(Box annotations for photos)

[BEGIN]

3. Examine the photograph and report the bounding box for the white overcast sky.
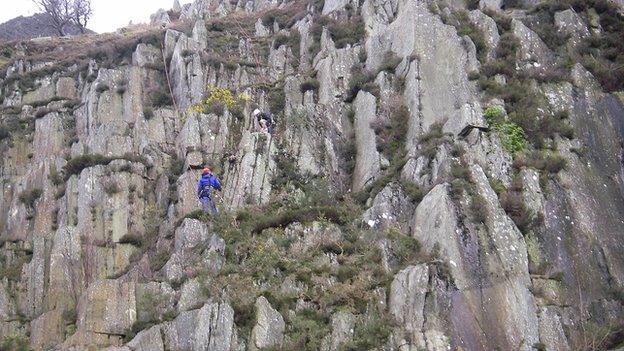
[0,0,192,33]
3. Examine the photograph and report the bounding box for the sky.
[0,0,192,33]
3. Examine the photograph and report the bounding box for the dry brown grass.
[0,25,164,70]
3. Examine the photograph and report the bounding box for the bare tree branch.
[32,0,93,36]
[73,0,93,34]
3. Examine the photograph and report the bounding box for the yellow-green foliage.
[189,86,251,113]
[484,106,527,154]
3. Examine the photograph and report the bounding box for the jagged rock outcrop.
[0,0,624,351]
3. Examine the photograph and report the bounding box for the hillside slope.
[0,0,624,351]
[0,13,89,42]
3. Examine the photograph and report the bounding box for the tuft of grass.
[19,188,43,209]
[63,154,113,180]
[149,90,173,108]
[299,78,320,93]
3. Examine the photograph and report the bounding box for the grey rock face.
[511,19,553,70]
[362,184,414,229]
[174,218,209,252]
[479,0,503,11]
[388,265,429,348]
[127,325,165,351]
[250,296,285,350]
[223,132,277,209]
[321,312,355,351]
[470,7,500,59]
[353,91,380,191]
[162,301,238,351]
[78,280,137,335]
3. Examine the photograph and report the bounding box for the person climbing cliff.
[253,109,275,134]
[197,167,221,214]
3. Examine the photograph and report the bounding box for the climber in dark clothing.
[253,109,275,135]
[197,167,221,214]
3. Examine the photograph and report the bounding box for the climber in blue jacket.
[197,167,221,214]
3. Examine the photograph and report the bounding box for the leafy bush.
[371,103,410,161]
[149,90,173,108]
[119,233,143,247]
[0,335,30,351]
[492,122,527,155]
[95,82,110,94]
[189,85,251,114]
[299,78,319,93]
[19,188,43,208]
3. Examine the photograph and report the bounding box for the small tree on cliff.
[32,0,93,36]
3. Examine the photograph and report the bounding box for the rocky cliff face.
[0,0,624,351]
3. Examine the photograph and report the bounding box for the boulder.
[77,280,137,335]
[388,265,429,348]
[250,296,286,350]
[126,325,165,351]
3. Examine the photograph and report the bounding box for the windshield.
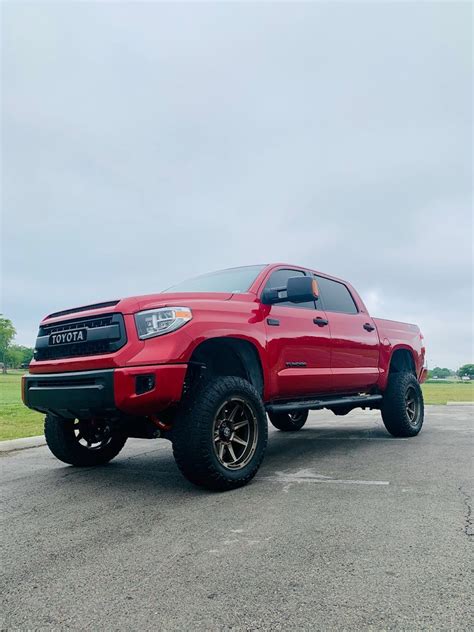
[164,265,265,294]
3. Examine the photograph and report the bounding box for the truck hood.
[115,292,232,314]
[41,292,233,325]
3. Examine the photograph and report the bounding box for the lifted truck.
[23,264,426,490]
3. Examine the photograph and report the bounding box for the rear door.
[315,275,379,392]
[265,269,332,399]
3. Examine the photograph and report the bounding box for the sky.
[1,2,474,368]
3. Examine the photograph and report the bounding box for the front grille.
[46,301,119,320]
[35,314,127,360]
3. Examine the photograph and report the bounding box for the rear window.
[315,275,358,314]
[164,265,265,294]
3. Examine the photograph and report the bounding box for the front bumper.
[22,364,187,419]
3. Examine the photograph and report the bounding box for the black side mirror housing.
[262,276,319,305]
[286,276,319,303]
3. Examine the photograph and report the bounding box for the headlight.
[135,307,193,340]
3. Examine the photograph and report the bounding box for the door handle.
[313,316,329,327]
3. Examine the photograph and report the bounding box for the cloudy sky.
[2,2,473,368]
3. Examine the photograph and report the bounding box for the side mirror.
[262,276,319,305]
[286,276,319,303]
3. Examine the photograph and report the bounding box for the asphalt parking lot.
[0,406,474,630]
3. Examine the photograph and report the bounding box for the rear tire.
[268,410,309,432]
[172,376,268,491]
[44,415,127,466]
[381,372,424,437]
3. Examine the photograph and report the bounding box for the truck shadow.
[46,424,406,502]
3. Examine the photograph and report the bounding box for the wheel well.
[389,349,416,375]
[188,338,263,395]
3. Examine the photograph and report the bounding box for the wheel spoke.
[234,419,249,430]
[219,443,225,461]
[227,443,237,461]
[231,434,248,447]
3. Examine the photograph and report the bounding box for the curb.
[446,402,474,406]
[0,435,46,452]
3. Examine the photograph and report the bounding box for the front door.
[262,269,333,399]
[316,275,379,392]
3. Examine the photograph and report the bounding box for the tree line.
[0,314,474,380]
[0,314,33,373]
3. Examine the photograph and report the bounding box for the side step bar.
[266,395,382,413]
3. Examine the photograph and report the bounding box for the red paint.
[30,264,425,415]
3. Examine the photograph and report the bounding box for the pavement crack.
[459,485,474,538]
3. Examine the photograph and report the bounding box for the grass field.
[0,371,474,441]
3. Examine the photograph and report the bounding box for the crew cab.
[22,264,426,490]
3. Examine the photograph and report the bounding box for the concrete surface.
[0,406,474,631]
[0,435,46,452]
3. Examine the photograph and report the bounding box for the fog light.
[135,373,155,395]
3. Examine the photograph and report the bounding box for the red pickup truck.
[23,264,426,490]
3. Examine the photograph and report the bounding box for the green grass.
[421,382,474,404]
[0,371,474,441]
[0,371,44,441]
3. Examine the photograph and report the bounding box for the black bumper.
[23,369,117,419]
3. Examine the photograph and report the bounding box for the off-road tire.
[44,415,127,466]
[381,371,424,437]
[172,376,268,491]
[268,410,309,432]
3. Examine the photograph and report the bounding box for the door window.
[315,275,358,314]
[265,270,315,309]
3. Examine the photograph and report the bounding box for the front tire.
[44,415,127,466]
[268,410,309,432]
[172,376,268,491]
[381,372,424,437]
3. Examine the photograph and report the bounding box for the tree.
[0,314,16,373]
[430,366,451,380]
[458,364,474,380]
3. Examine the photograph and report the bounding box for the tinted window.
[265,270,314,309]
[316,276,357,314]
[165,266,265,294]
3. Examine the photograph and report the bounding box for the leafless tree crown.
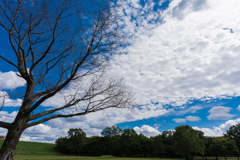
[0,0,133,128]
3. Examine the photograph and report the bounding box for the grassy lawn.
[14,155,237,160]
[14,155,183,160]
[0,140,58,155]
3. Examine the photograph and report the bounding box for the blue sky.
[0,0,240,142]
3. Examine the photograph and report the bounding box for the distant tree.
[224,124,240,149]
[101,126,122,155]
[0,0,134,160]
[56,128,86,154]
[101,126,122,137]
[138,133,151,158]
[84,136,103,156]
[209,137,239,160]
[173,125,205,160]
[150,134,165,157]
[68,128,86,154]
[204,137,214,160]
[120,129,140,157]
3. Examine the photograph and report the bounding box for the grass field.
[14,155,237,160]
[0,140,58,155]
[0,140,237,160]
[14,155,183,160]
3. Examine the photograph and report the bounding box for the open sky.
[0,0,240,142]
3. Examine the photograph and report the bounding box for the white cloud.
[193,118,240,136]
[207,106,236,120]
[173,116,201,123]
[173,118,186,123]
[237,105,240,111]
[0,0,240,141]
[112,0,240,109]
[133,125,161,137]
[0,91,22,107]
[186,116,201,122]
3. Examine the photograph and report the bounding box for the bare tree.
[0,0,133,160]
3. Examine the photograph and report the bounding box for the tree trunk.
[191,154,194,160]
[0,115,28,160]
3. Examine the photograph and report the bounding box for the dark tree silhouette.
[0,0,133,160]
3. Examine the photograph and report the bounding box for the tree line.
[56,124,240,160]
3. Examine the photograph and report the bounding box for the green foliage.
[56,125,239,160]
[173,125,205,160]
[101,126,122,137]
[0,140,58,155]
[56,128,86,154]
[224,124,240,148]
[209,137,239,156]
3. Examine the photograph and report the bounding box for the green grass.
[98,155,114,158]
[0,140,58,155]
[14,155,183,160]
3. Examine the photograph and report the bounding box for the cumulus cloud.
[186,116,201,122]
[207,106,236,120]
[112,0,240,109]
[0,0,240,140]
[133,125,161,137]
[193,118,240,136]
[173,116,201,123]
[173,118,186,123]
[237,105,240,111]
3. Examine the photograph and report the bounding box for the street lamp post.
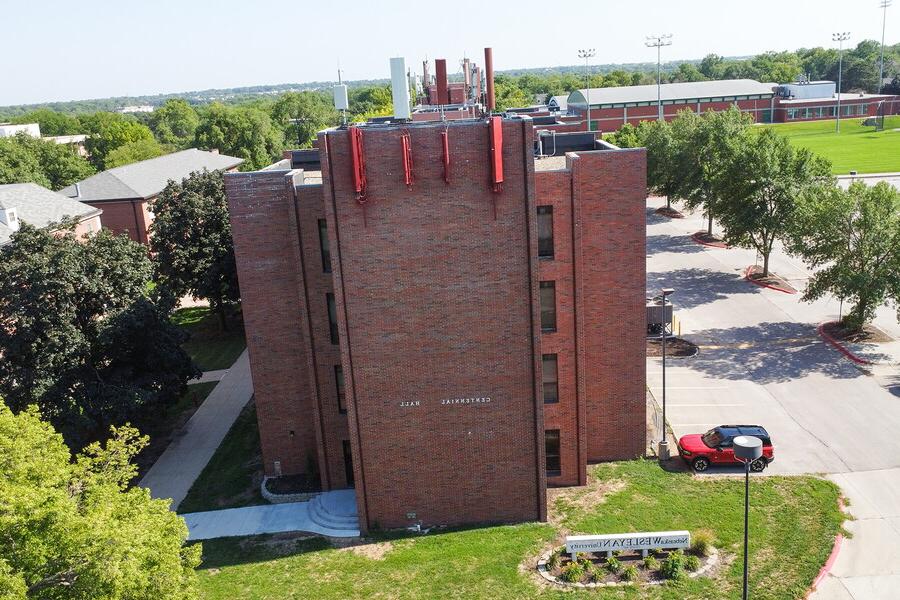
[878,0,891,94]
[644,33,672,121]
[732,435,762,600]
[831,31,850,133]
[657,288,675,460]
[578,48,597,131]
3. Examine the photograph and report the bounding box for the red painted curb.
[744,265,797,294]
[816,321,872,365]
[691,231,728,248]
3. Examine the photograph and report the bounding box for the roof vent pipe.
[484,48,497,112]
[434,58,450,104]
[391,56,410,120]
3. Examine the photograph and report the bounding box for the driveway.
[647,198,900,600]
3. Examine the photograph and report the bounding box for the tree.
[0,225,199,447]
[150,98,200,149]
[150,171,240,329]
[0,401,200,600]
[104,138,166,169]
[716,129,832,277]
[787,181,900,330]
[272,92,338,148]
[194,102,283,170]
[84,117,153,170]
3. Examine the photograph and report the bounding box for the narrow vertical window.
[538,206,553,259]
[325,294,338,344]
[334,365,347,415]
[542,354,559,404]
[319,219,331,273]
[541,281,556,332]
[544,429,562,477]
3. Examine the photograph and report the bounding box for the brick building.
[225,117,646,531]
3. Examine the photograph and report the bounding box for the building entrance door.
[344,440,353,487]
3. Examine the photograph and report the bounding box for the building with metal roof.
[0,183,103,246]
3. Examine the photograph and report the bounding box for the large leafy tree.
[787,181,900,329]
[150,171,240,328]
[716,129,832,277]
[0,401,200,600]
[194,102,284,170]
[272,92,338,148]
[150,98,200,148]
[0,225,199,447]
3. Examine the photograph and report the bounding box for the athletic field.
[764,115,900,175]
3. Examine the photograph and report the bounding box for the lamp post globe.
[732,435,762,600]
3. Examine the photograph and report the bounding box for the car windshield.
[700,429,725,448]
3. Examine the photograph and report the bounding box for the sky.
[0,0,900,106]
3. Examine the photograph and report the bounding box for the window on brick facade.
[538,206,553,259]
[542,354,559,404]
[325,294,338,344]
[334,365,347,415]
[544,429,562,477]
[319,219,331,273]
[541,281,556,331]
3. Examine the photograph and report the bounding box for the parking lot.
[647,198,900,600]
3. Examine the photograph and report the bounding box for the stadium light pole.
[644,33,672,121]
[878,0,891,94]
[831,31,850,133]
[578,48,597,131]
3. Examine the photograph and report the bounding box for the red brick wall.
[225,171,324,475]
[320,120,546,530]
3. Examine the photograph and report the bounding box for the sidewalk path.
[139,350,253,510]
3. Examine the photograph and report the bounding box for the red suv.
[678,425,775,473]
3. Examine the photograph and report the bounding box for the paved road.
[647,199,900,600]
[139,350,253,510]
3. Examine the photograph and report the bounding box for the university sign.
[566,531,691,560]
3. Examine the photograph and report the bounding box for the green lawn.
[192,461,843,600]
[172,306,246,371]
[178,402,266,513]
[765,116,900,175]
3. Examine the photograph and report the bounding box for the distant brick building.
[225,117,646,531]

[END]

▶ _TASK TO CARRY OUT_:
Give the entries above as a two-column CSV with the columns "request" and "box", one row per entry, starting with the first line and going on through the line with "[0,13,89,42]". Put each entry's text and its answer in one quoted field each, turn line breaks into spaces, and leave out the pictures.

▶ _OUTPUT FOR THIS EXERCISE_:
request,box
"3. Examine the photograph and report the bounding box for the white overcast sky.","[0,0,192,33]"
"3. Examine the photograph and report the bounding box for the sky.","[0,0,192,33]"
"3. Examine the photograph and report the bounding box for the dry brown grass.","[0,25,164,70]"
"3. Examine the photograph and report the bounding box for the bare tree branch.","[32,0,93,36] [73,0,93,34]"
"3. Examine the photograph and report the bounding box for the yellow-green foliage.","[189,86,251,113] [484,106,527,154]"
"3. Examine the photograph and report the bounding box for the jagged rock outcrop.","[0,0,624,351]"
"3. Examine the photograph and report the bounding box for the hillside slope.","[0,0,624,351] [0,13,89,42]"